# start of DATA RECORDS
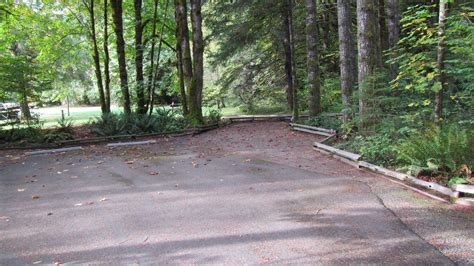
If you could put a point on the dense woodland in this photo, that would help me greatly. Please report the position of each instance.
(401, 72)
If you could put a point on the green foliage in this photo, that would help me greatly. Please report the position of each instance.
(161, 121)
(214, 116)
(455, 180)
(377, 149)
(262, 109)
(55, 136)
(31, 132)
(324, 121)
(65, 125)
(437, 150)
(416, 55)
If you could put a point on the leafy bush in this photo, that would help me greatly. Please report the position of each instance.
(56, 136)
(31, 132)
(329, 122)
(65, 125)
(214, 116)
(162, 120)
(437, 150)
(378, 149)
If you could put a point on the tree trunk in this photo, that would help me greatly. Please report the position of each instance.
(139, 57)
(325, 24)
(393, 17)
(25, 109)
(106, 58)
(157, 70)
(347, 54)
(369, 57)
(288, 57)
(440, 60)
(183, 40)
(98, 72)
(291, 46)
(118, 22)
(383, 26)
(179, 60)
(152, 53)
(195, 111)
(313, 59)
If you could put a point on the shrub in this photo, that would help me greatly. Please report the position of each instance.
(65, 125)
(437, 150)
(161, 121)
(214, 116)
(56, 136)
(329, 122)
(378, 149)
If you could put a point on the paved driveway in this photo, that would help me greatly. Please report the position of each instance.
(247, 193)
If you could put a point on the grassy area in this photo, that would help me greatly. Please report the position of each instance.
(83, 115)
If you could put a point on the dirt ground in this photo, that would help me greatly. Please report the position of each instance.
(250, 193)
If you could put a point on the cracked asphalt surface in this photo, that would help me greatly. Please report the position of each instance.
(250, 193)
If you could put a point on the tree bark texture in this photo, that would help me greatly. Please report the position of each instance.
(195, 111)
(179, 60)
(383, 26)
(288, 57)
(152, 53)
(157, 69)
(393, 21)
(139, 58)
(96, 57)
(118, 23)
(440, 60)
(347, 54)
(313, 59)
(369, 57)
(106, 58)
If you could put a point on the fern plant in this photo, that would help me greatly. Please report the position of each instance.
(441, 149)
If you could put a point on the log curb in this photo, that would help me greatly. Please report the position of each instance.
(454, 193)
(350, 158)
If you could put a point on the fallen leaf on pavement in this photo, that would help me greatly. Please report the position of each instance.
(85, 203)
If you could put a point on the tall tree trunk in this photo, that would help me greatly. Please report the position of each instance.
(195, 111)
(179, 59)
(440, 60)
(157, 69)
(291, 44)
(183, 40)
(393, 17)
(106, 58)
(288, 56)
(152, 53)
(25, 109)
(369, 57)
(347, 54)
(139, 57)
(98, 72)
(383, 26)
(118, 22)
(312, 59)
(325, 23)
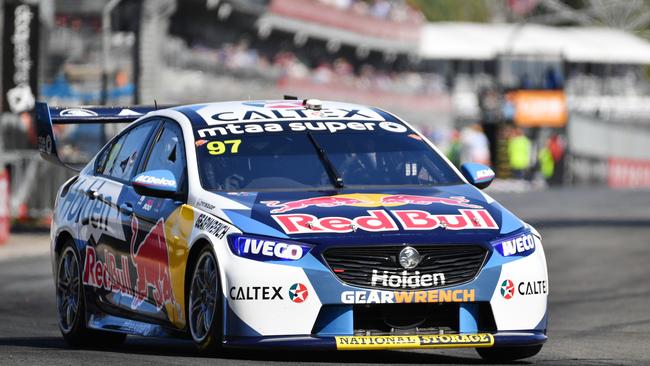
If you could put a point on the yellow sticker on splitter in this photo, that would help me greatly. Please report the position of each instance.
(419, 341)
(221, 147)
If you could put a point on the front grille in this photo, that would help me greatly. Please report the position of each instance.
(356, 266)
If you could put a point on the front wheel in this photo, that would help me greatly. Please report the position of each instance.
(204, 309)
(70, 304)
(504, 354)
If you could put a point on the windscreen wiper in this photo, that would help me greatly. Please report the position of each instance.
(336, 179)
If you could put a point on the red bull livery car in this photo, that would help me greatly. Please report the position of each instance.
(286, 223)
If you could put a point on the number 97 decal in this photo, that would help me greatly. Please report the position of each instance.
(220, 147)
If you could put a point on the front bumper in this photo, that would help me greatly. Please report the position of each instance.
(261, 307)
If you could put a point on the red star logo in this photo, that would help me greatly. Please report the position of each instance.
(298, 293)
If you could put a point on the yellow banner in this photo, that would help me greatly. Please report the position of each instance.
(419, 341)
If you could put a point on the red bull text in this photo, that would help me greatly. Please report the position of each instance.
(381, 220)
(349, 200)
(151, 263)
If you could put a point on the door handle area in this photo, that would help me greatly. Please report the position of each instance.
(126, 208)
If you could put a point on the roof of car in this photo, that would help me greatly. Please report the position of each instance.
(220, 113)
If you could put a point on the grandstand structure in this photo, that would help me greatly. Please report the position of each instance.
(439, 76)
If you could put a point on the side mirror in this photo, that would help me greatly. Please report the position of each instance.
(478, 175)
(155, 183)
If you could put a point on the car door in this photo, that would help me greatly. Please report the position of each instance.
(157, 251)
(107, 265)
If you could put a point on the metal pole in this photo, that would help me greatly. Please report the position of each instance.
(106, 39)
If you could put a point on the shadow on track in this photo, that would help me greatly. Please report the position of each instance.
(179, 348)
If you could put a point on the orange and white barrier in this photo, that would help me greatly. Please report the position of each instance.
(5, 217)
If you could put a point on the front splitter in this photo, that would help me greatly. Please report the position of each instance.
(467, 340)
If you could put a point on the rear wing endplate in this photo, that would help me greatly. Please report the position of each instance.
(47, 116)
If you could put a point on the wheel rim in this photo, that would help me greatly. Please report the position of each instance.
(203, 297)
(67, 290)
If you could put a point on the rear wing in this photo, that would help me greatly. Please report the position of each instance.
(47, 117)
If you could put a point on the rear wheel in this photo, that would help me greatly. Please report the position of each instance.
(503, 354)
(70, 305)
(204, 310)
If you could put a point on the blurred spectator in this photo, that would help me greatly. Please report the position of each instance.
(474, 144)
(557, 147)
(454, 149)
(546, 163)
(519, 150)
(394, 10)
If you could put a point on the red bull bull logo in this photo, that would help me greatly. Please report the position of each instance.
(151, 262)
(326, 201)
(368, 200)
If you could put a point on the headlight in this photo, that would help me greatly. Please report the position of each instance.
(521, 244)
(267, 249)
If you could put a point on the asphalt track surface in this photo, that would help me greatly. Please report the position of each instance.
(598, 249)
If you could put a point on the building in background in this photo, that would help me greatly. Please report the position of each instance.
(576, 90)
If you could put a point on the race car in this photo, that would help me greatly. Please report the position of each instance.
(287, 224)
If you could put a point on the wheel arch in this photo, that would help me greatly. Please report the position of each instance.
(61, 238)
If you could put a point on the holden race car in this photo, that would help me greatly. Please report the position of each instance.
(287, 223)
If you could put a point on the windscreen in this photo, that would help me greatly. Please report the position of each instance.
(316, 159)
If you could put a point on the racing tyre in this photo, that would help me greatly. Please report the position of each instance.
(204, 310)
(71, 307)
(504, 354)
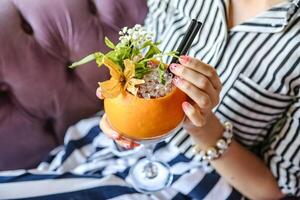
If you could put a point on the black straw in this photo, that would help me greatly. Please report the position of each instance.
(188, 39)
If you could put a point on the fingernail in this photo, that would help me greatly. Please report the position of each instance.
(184, 59)
(186, 106)
(128, 146)
(136, 145)
(115, 135)
(173, 67)
(177, 81)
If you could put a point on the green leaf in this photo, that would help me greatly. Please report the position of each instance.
(85, 60)
(161, 71)
(109, 43)
(153, 50)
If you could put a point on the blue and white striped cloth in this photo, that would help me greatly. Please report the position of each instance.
(88, 166)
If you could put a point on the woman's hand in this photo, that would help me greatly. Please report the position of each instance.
(111, 133)
(202, 84)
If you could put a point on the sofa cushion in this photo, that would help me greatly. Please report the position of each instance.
(39, 96)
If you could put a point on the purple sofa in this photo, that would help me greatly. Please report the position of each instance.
(39, 96)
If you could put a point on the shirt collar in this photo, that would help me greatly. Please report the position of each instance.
(276, 19)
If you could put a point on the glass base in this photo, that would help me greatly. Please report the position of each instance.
(150, 179)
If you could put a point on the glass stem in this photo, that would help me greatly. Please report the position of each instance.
(150, 169)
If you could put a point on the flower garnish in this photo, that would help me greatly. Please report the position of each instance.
(128, 61)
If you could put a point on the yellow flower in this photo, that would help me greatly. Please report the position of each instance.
(119, 81)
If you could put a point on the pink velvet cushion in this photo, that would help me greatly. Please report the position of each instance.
(39, 96)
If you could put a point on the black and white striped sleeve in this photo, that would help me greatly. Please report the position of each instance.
(283, 154)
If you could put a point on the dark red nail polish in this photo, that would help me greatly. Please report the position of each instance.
(186, 106)
(177, 81)
(184, 59)
(173, 67)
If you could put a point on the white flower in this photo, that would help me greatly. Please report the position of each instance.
(124, 30)
(137, 35)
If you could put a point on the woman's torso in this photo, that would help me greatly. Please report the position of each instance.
(257, 61)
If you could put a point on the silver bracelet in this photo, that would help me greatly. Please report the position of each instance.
(222, 145)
# end of DATA RECORDS
▸ WHAT YOU WILL DO
In the records above, locate the line that contains "If you could put a point on the glass base". Repeat it and every line after it, exactly, and nothing else.

▸ SOLUTION TO THE EXERCISE
If you could put a point on the glass base in this photo, that would help me greatly. Please report the position of each instance.
(150, 179)
If you could put a point on the glass stem in this photo, that would help me greatly. Please report the position of each instance.
(150, 169)
If you could put a point on the flower garnish in this photo, that would help me greatly. Please report the position of each instance.
(128, 61)
If you could put a point on the yellow flower in this photo, that would help me greatly. Please report the position of each instance.
(119, 81)
If you could put a point on the pink velvet cushion in this photo, that would help me greatly. Please report the position of each instance.
(39, 96)
If you could put a point on the black and white striped sleeve in this photo, that would help me greatly. Please report the position of each instance.
(283, 154)
If you could put a point on the dark red nail polish in this photo, that would help me greatly. Please report the position of each instance.
(186, 106)
(177, 81)
(184, 59)
(173, 67)
If you could put a point on the white flower in this photo, that would help me greatly. Please report the position of each instance.
(124, 30)
(137, 35)
If you could put a point on the woman's torso in this photo, that would help me greatly. Please report the position of each instance.
(257, 61)
If you could put a point on the silver bracelet in this photo, that would help me greatly. Please report the position of each instance.
(222, 145)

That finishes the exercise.